When they got to the long section of loose dirt and gravel that curved around the high windward bluff over Baie Embouchure [sic], they were still laughing... Henry was driving too fast, and he felt Frances digging her knuckles into his ribs so he'd slow down. They sped around the ungraded turn, rear wheel sliding a little, past the sign marked only with an exclamation point. Still drunk from dinner and feeling mischievous, Henry ignored the knuckles in his side and opened up the throttle even more.

Bourdain doesn't often talk about his career as a writer; he tends to blab about his junkie past, his life as a cook, and his fantastic and sometimes dangerous travels. But somehow he has also managed to write 13 books, including the two celebrated memoirs, Kitchen Confidential and Medium Raw. His books, like his television shows, give a superficial impression of extreme candor, but look a little closer and you will often see moments of restraint, of filial or marital or parental respect or politesse, a gentle drawing of the curtain over private moments. The mask seems to drop when Saint Martin is mentioned, though; the island turns up in a number of key places in his work — it’s evidently a touchstone, in fiction and in fact.

A New York Times profile promoting Gone Bamboo in advance of its publication in 1997 describes a nearly unrecognizable Anthony Bourdain: a chef who "hopes to write his way out of the kitchen." According to this account, he had been through a very rough patch in the eighties when “a visit to Saint Martin with his wife in 1988 turned him around." When he got home, he cleaned up his act, began taking his work seriously, and enrolled in a writing workshop at Columbia.

When Saint Martin reappears in the 2010 Medium Raw, it’s the dark place where Bourdain crashed in 2005 or 2006 after the crackup of that early marriage, to Nancy Putkoski, his high school sweetheart. He was in a terrible state — borderline suicidal — in the magical place where he'd once started his life over.

══════

What is required:
Extract the part of the text on Bourdain and Saint Martin that runs from "Bourdain doesn't often" up to and including "and in fact.", word for word. The listing that comes next is separate material with no tie to the text on Bourdain and Saint Martin.

Excerpts from location labeling data
══════

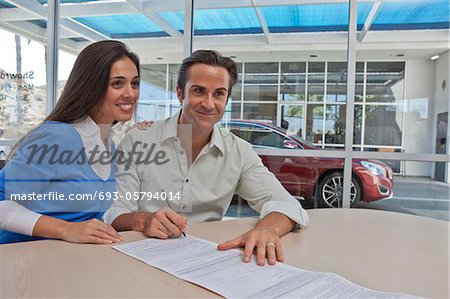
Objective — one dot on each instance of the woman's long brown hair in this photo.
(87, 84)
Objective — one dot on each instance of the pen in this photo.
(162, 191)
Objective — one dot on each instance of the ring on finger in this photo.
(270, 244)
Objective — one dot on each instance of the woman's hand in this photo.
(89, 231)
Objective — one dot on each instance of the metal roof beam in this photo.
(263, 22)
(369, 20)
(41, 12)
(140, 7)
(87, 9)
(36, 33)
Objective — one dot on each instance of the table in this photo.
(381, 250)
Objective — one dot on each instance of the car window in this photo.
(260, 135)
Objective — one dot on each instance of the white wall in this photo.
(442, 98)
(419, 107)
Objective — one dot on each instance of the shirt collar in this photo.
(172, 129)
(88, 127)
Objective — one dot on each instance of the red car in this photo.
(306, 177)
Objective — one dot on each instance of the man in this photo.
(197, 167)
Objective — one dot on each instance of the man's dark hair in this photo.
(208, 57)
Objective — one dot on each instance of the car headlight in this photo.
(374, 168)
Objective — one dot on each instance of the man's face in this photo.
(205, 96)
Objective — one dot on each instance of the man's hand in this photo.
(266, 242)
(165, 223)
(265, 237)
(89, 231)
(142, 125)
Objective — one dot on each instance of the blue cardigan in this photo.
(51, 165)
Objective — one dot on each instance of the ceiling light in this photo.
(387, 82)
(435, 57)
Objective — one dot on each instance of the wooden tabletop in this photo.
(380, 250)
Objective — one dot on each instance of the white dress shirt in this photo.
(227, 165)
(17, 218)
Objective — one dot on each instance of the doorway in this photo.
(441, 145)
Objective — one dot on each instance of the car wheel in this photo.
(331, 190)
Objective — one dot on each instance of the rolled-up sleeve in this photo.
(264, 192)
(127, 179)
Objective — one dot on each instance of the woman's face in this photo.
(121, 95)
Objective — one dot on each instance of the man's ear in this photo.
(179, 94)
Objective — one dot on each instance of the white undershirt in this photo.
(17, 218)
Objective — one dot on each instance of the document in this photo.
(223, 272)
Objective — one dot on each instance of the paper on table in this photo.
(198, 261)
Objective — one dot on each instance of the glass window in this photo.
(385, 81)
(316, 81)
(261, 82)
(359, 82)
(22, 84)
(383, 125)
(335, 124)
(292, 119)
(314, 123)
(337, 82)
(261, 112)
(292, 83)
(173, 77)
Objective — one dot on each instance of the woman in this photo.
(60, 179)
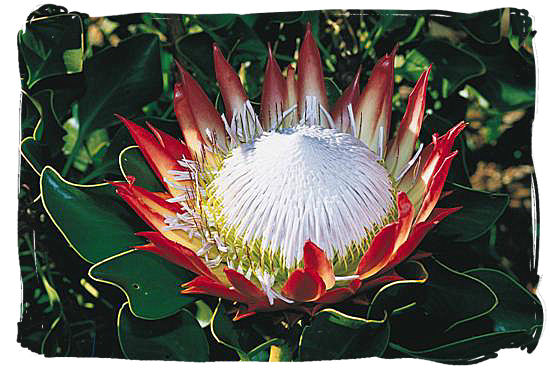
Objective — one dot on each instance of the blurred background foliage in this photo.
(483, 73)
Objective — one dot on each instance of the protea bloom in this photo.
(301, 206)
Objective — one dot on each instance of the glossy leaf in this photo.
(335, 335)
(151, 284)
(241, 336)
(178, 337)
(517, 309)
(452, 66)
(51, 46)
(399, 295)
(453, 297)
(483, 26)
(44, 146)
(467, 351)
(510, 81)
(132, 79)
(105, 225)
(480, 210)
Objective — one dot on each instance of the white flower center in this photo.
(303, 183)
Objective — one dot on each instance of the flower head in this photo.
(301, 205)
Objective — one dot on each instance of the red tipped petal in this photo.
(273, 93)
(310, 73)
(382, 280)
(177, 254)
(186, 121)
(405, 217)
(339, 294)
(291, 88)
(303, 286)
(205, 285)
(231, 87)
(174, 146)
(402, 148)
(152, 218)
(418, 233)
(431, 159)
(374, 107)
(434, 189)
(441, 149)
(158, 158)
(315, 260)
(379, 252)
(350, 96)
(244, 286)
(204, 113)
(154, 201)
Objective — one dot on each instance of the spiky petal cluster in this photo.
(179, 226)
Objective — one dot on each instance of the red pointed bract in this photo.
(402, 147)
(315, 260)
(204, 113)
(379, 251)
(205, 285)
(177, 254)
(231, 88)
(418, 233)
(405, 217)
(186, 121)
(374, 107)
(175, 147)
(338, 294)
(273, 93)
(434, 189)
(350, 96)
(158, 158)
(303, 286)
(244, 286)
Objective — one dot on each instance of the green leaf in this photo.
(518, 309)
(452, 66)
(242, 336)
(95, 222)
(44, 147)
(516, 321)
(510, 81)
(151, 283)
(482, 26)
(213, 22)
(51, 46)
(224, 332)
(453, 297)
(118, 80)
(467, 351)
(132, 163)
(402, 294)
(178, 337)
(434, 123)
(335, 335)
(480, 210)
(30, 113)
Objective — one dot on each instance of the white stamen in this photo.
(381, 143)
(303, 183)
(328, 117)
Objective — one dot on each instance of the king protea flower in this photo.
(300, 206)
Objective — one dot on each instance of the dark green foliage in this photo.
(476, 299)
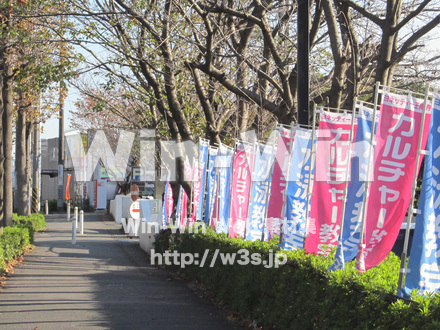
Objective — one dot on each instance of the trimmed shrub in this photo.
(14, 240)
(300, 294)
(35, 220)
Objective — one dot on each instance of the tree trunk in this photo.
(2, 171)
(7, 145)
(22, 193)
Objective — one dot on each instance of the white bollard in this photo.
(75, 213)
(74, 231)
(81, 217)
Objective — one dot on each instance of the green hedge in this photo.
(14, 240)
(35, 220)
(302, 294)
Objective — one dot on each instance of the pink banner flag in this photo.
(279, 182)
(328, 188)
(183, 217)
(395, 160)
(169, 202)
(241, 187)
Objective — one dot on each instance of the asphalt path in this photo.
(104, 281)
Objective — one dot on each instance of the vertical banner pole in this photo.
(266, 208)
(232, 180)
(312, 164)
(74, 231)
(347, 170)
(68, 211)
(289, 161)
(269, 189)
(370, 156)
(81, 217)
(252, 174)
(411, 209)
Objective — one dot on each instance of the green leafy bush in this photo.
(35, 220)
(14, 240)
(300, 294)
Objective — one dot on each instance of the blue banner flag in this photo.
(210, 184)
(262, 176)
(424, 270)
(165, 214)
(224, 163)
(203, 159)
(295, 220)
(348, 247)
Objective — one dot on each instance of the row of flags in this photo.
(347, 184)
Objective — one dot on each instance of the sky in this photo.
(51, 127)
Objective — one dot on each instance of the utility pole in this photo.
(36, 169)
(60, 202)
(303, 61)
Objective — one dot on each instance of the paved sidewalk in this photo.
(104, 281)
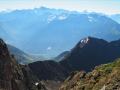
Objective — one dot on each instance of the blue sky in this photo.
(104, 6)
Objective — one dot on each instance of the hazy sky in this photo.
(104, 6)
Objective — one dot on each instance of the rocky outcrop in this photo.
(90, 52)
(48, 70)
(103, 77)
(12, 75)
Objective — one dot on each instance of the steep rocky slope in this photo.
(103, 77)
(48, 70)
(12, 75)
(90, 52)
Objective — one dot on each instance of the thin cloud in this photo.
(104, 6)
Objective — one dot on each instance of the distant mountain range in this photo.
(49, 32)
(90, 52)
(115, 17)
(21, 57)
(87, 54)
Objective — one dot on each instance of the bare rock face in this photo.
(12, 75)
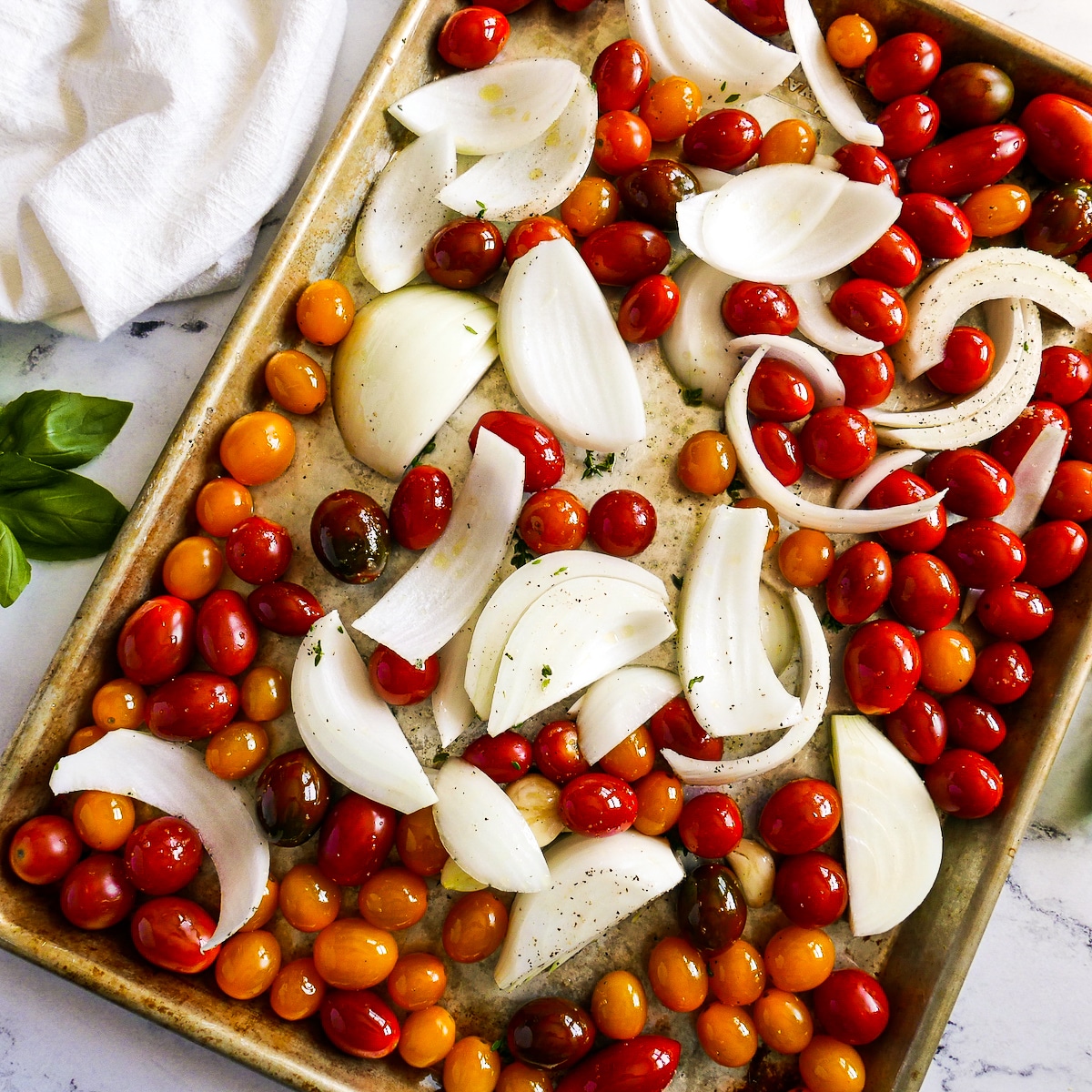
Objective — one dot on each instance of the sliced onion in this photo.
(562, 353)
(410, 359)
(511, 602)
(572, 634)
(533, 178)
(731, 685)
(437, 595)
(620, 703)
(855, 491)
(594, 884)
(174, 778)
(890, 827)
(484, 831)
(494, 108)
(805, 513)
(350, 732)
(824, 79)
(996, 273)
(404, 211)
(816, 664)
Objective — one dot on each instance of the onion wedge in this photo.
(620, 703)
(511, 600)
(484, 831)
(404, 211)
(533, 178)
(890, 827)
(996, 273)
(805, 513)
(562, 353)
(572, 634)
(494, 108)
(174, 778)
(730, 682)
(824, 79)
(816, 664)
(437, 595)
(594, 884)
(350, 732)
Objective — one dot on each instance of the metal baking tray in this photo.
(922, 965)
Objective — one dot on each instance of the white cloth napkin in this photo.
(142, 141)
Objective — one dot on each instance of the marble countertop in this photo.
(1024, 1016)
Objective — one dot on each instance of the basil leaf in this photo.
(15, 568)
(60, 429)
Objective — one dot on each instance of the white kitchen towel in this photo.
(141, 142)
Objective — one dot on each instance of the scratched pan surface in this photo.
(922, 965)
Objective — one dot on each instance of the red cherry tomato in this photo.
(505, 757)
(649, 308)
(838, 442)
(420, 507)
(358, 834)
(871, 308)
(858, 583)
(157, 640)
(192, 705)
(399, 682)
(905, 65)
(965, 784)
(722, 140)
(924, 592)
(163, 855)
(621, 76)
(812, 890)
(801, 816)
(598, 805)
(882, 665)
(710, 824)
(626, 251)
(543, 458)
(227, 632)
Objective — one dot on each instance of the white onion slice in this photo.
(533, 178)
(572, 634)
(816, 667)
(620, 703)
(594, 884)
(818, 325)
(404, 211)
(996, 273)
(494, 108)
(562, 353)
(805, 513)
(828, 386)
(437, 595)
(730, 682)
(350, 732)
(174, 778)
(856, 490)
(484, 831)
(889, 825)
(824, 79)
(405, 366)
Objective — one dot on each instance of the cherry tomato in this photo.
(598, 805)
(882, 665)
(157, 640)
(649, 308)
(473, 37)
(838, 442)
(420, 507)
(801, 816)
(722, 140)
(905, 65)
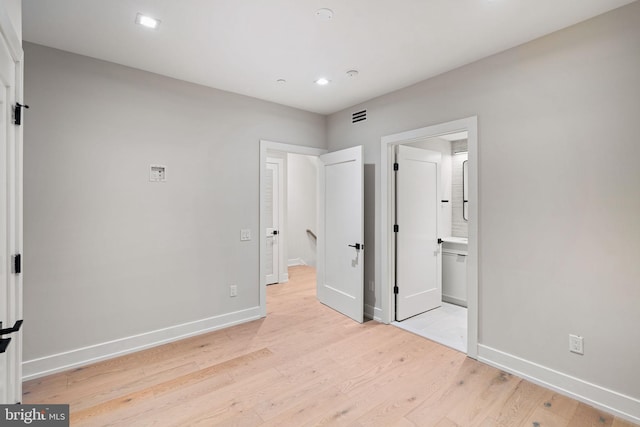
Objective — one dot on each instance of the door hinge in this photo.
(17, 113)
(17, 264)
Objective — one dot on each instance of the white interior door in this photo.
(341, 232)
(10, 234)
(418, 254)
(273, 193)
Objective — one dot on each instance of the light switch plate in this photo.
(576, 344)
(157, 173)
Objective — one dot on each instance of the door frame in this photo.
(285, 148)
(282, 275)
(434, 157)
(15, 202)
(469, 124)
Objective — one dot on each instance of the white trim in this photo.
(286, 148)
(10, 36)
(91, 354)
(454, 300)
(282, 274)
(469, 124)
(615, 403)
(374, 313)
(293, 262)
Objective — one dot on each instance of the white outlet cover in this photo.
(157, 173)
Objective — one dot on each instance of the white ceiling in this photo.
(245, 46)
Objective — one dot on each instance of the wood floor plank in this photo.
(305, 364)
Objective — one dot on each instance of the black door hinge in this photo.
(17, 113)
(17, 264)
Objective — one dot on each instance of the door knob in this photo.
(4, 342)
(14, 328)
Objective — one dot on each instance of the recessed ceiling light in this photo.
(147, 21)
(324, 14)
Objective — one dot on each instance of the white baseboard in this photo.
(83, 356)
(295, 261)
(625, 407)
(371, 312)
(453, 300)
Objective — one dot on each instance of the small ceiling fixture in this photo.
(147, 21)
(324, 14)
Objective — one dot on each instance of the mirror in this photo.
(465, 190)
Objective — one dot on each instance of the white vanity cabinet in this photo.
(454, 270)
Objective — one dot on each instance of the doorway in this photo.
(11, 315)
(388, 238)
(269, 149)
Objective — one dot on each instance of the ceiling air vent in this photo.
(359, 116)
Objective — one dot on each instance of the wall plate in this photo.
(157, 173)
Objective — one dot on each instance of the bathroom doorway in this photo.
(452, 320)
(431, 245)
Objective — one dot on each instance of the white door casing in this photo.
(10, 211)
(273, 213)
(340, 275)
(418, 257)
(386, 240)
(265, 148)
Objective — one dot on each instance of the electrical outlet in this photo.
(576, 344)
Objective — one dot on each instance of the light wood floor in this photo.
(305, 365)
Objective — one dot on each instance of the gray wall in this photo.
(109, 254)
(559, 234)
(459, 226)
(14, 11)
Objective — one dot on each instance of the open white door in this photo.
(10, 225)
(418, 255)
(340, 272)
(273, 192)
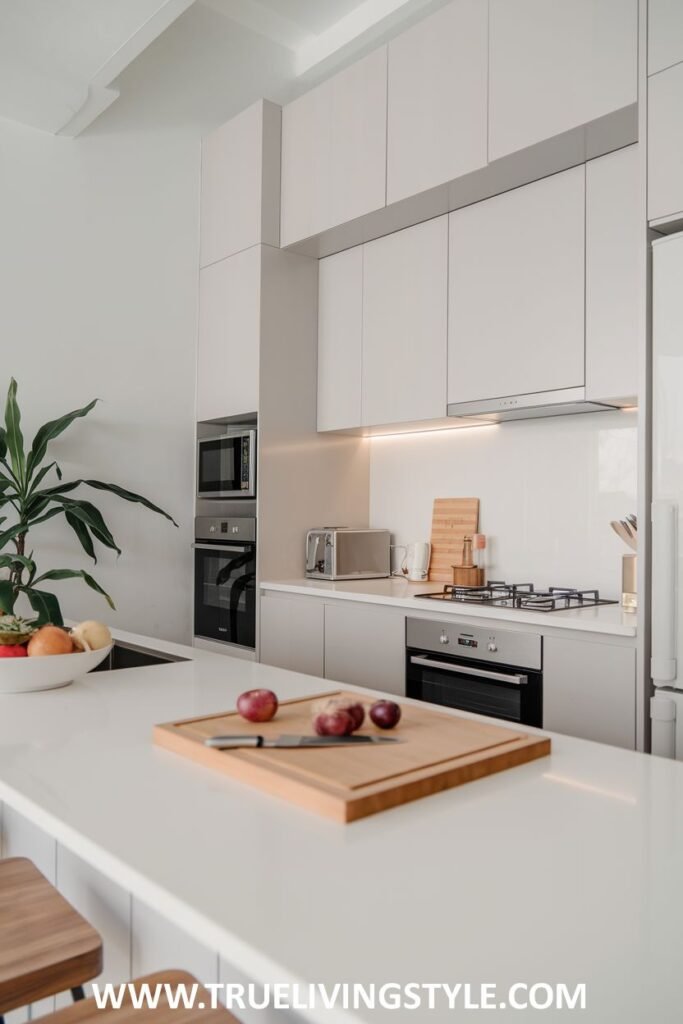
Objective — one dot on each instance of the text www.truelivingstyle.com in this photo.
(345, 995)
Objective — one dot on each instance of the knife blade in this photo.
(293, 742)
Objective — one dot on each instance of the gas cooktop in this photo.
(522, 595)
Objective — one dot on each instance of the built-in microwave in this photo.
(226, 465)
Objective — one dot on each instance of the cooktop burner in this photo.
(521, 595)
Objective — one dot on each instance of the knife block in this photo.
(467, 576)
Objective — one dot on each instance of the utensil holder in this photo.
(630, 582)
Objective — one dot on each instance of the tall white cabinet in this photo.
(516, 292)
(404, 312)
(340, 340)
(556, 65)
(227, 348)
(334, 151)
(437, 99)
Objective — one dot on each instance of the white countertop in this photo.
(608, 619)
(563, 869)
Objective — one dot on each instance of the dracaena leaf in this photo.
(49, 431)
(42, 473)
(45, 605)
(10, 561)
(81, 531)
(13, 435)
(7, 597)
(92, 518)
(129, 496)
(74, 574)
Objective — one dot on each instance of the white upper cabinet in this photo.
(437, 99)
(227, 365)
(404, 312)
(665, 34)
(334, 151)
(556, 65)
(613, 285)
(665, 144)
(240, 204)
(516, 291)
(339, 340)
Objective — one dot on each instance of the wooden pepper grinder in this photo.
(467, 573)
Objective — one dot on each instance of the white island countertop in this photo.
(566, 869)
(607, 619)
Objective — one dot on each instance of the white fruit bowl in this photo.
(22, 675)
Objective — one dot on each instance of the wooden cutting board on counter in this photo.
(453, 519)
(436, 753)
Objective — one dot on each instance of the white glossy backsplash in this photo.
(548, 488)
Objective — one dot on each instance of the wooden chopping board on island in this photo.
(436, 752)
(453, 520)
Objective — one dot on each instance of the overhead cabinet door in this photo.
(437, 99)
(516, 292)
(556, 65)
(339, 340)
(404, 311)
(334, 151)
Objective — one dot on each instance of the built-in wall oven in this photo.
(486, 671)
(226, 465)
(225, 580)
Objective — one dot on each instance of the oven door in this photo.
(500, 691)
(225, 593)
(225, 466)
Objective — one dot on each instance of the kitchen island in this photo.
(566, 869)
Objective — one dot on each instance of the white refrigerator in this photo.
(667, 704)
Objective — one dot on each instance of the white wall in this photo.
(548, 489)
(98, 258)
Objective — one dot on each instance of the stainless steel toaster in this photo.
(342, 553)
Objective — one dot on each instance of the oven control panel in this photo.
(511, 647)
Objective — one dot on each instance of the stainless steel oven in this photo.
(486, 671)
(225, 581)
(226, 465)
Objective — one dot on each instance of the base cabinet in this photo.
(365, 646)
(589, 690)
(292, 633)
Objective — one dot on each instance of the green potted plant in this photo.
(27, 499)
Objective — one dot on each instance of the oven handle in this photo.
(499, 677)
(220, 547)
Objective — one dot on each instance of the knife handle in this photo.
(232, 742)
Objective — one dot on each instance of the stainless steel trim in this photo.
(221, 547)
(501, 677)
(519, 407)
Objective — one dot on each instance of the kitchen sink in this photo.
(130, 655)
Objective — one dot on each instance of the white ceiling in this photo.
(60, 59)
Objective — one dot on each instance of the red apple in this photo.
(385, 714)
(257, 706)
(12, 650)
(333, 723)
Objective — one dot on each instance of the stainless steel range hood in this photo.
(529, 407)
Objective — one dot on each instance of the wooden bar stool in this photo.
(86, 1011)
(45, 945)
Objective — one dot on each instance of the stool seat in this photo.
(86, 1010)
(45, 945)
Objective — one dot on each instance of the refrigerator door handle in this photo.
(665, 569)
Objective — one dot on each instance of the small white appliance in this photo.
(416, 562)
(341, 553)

══════

Solution below:
Bourdain doesn't often talk about his career as a writer; he tends to blab about his junkie past, his life as a cook, and his fantastic and sometimes dangerous travels. But somehow he has also managed to write 13 books, including the two celebrated memoirs, Kitchen Confidential and Medium Raw. His books, like his television shows, give a superficial impression of extreme candor, but look a little closer and you will often see moments of restraint, of filial or marital or parental respect or politesse, a gentle drawing of the curtain over private moments. The mask seems to drop when Saint Martin is mentioned, though; the island turns up in a number of key places in his work — it’s evidently a touchstone, in fiction and in fact.